### WORK INSTRUCTION
The required output is the line containing "Query: house" through the final line of the material below, printed exactly, with no other lines.

### DATA EXTRACT
- Opening Delimiter -

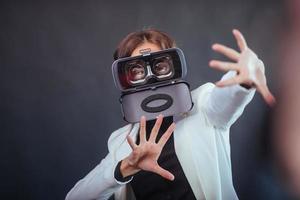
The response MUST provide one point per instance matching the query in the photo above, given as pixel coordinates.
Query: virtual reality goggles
(151, 84)
(149, 69)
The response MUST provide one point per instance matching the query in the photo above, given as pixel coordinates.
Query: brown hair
(134, 39)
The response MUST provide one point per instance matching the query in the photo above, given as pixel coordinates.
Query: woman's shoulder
(119, 136)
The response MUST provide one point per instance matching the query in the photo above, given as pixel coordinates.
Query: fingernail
(214, 46)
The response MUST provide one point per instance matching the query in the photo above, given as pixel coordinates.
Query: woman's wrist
(126, 169)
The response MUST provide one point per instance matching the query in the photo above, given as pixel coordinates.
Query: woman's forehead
(145, 45)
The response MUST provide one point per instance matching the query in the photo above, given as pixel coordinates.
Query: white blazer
(201, 140)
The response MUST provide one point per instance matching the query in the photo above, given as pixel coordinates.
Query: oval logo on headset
(157, 103)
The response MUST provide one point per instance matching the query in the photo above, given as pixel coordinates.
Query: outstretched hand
(145, 155)
(250, 69)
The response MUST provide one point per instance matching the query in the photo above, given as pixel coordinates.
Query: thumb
(267, 95)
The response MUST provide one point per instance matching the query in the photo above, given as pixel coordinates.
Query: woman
(147, 161)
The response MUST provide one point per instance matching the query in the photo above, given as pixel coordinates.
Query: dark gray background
(58, 104)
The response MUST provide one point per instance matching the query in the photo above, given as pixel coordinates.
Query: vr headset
(151, 84)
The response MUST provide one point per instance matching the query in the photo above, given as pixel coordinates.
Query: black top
(147, 185)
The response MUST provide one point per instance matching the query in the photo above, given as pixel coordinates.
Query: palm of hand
(145, 155)
(250, 69)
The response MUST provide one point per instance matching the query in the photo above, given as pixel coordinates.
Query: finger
(164, 173)
(165, 137)
(267, 95)
(156, 128)
(223, 66)
(240, 39)
(232, 81)
(230, 53)
(131, 142)
(143, 130)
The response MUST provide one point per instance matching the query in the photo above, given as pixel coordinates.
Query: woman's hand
(145, 155)
(250, 69)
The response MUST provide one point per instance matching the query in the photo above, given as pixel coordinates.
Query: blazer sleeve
(223, 106)
(100, 183)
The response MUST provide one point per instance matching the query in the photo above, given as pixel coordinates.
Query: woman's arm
(234, 91)
(97, 184)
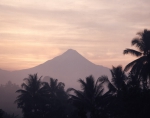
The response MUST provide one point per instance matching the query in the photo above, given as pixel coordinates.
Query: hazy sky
(34, 31)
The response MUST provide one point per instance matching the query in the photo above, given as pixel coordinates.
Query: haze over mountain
(67, 68)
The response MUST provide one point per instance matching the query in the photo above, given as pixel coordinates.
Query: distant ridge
(67, 67)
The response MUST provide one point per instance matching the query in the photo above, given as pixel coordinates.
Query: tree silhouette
(88, 101)
(140, 66)
(31, 96)
(57, 100)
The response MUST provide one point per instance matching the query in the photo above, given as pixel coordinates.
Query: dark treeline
(121, 96)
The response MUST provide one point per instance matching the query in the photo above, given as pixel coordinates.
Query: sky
(34, 31)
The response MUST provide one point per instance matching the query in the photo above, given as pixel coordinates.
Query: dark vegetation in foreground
(122, 96)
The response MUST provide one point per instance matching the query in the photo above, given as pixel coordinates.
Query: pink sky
(34, 31)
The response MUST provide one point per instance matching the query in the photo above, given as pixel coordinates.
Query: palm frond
(138, 43)
(82, 83)
(132, 52)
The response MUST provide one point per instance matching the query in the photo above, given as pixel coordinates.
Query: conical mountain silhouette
(67, 68)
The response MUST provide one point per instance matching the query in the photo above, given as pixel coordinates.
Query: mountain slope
(67, 68)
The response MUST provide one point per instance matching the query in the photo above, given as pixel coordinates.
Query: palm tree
(140, 66)
(57, 101)
(31, 96)
(88, 100)
(118, 77)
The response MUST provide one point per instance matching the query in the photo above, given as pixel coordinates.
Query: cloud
(98, 29)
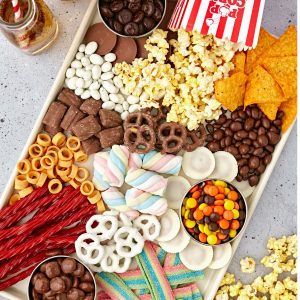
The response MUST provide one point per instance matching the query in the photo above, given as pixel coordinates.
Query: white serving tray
(208, 286)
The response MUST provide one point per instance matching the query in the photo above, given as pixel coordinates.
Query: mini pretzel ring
(149, 226)
(195, 138)
(44, 139)
(23, 166)
(35, 150)
(172, 137)
(91, 253)
(104, 226)
(113, 262)
(140, 139)
(129, 242)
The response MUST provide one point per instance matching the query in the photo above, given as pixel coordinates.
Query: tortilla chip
(284, 71)
(262, 88)
(231, 91)
(239, 62)
(264, 42)
(269, 109)
(285, 46)
(290, 112)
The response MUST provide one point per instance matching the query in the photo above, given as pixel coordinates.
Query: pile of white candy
(91, 75)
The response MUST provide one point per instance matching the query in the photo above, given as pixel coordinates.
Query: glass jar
(35, 31)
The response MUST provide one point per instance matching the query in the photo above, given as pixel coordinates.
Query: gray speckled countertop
(25, 82)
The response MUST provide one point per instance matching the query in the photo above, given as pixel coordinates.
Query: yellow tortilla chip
(230, 91)
(284, 71)
(239, 62)
(262, 88)
(264, 42)
(290, 112)
(269, 109)
(285, 46)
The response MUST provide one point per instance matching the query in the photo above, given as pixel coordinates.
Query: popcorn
(282, 258)
(247, 265)
(186, 86)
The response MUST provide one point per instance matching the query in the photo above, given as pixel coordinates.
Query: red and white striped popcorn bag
(236, 20)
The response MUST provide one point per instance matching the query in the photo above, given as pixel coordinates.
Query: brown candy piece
(57, 285)
(104, 37)
(75, 294)
(68, 97)
(195, 138)
(125, 50)
(72, 116)
(141, 51)
(91, 106)
(111, 136)
(68, 265)
(42, 285)
(109, 118)
(52, 269)
(172, 136)
(86, 128)
(54, 114)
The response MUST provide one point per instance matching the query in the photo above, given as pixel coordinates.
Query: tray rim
(215, 275)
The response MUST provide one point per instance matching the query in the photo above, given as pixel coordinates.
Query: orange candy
(198, 214)
(213, 191)
(196, 194)
(235, 224)
(228, 215)
(194, 189)
(207, 210)
(219, 210)
(221, 236)
(202, 237)
(220, 197)
(232, 195)
(219, 202)
(224, 224)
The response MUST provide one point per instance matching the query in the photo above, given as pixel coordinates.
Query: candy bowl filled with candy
(62, 277)
(132, 18)
(213, 212)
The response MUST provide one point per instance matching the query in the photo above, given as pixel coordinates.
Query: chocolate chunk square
(72, 116)
(91, 106)
(54, 114)
(111, 136)
(69, 98)
(91, 145)
(109, 118)
(86, 128)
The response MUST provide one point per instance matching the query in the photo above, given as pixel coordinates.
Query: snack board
(209, 285)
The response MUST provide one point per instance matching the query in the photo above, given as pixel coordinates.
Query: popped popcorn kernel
(186, 86)
(247, 265)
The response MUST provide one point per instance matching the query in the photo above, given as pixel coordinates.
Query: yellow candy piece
(201, 227)
(182, 210)
(186, 214)
(212, 239)
(206, 230)
(232, 233)
(202, 205)
(236, 213)
(227, 190)
(190, 223)
(229, 205)
(220, 183)
(191, 203)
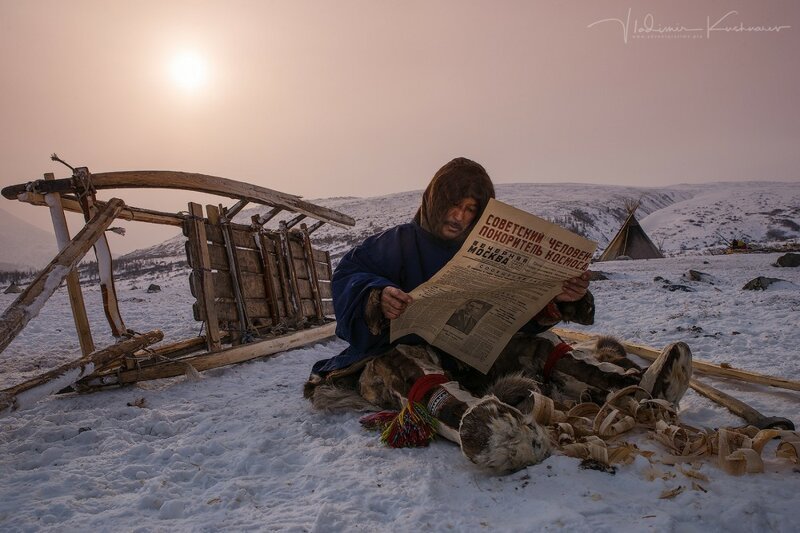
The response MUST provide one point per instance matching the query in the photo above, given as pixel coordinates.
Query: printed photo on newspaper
(509, 268)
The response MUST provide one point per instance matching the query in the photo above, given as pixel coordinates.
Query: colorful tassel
(413, 426)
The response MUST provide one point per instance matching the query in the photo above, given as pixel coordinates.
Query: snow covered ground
(240, 449)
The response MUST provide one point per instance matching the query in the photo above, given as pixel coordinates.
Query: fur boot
(668, 377)
(499, 438)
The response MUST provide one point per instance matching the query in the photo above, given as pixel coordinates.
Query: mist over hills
(23, 245)
(681, 219)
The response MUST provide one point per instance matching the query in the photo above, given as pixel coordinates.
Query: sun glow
(189, 70)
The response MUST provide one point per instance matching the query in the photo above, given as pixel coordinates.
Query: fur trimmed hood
(460, 178)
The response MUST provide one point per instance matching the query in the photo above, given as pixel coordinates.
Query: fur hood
(460, 178)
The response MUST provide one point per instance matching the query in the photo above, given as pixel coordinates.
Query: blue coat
(404, 257)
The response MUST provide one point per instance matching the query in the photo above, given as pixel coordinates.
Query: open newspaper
(509, 268)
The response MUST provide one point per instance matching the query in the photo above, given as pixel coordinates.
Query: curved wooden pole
(704, 367)
(31, 300)
(166, 179)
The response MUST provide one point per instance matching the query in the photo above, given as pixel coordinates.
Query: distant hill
(682, 219)
(23, 245)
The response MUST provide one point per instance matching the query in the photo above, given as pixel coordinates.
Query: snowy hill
(24, 245)
(683, 219)
(240, 449)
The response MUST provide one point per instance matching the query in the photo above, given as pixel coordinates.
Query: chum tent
(631, 240)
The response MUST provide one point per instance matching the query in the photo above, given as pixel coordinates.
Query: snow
(240, 449)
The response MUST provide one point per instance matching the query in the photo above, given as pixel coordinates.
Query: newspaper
(509, 268)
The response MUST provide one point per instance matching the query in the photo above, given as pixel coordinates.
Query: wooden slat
(325, 289)
(271, 284)
(249, 260)
(233, 265)
(33, 298)
(200, 257)
(311, 269)
(704, 367)
(194, 182)
(252, 285)
(134, 214)
(242, 238)
(76, 302)
(102, 252)
(230, 356)
(42, 385)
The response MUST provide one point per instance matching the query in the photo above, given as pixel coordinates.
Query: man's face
(458, 218)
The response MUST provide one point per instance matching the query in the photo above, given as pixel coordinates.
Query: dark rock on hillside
(760, 283)
(696, 275)
(13, 289)
(788, 260)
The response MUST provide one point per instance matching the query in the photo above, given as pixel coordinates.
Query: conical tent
(631, 241)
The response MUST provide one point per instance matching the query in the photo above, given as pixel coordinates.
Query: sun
(189, 70)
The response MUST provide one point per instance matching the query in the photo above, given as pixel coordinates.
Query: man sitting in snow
(485, 414)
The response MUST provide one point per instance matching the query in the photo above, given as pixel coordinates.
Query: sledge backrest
(249, 280)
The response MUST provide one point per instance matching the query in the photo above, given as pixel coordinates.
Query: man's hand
(394, 302)
(574, 288)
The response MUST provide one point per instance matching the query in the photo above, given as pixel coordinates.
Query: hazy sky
(370, 97)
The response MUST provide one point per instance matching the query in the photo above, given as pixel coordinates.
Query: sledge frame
(260, 291)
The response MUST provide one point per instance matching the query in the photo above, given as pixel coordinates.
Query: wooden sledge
(258, 291)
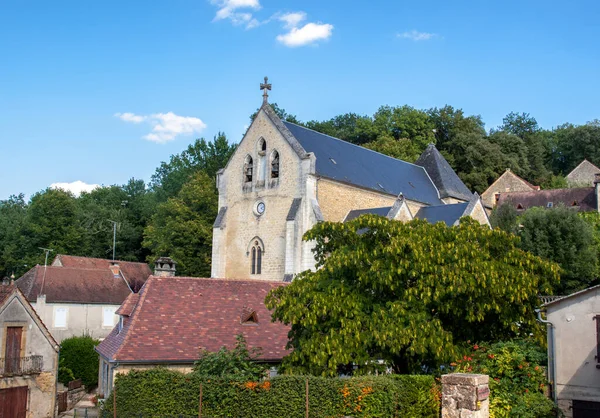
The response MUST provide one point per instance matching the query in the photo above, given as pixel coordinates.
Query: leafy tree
(560, 235)
(202, 155)
(13, 213)
(407, 293)
(239, 362)
(181, 228)
(78, 355)
(450, 122)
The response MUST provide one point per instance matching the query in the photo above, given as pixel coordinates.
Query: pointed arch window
(248, 169)
(275, 165)
(256, 254)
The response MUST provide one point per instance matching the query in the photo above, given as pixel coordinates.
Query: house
(582, 199)
(574, 352)
(284, 178)
(582, 175)
(507, 182)
(28, 358)
(172, 318)
(78, 296)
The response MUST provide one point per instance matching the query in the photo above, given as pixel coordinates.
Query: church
(284, 178)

- Closing Delimiter -

### EXERCISE ANSWER
Query: house
(582, 199)
(574, 352)
(284, 178)
(582, 175)
(507, 182)
(28, 358)
(172, 318)
(78, 296)
The response MUST provide one point per instance matching the query in the photo above, given as pixel coordinates.
Query: church
(284, 178)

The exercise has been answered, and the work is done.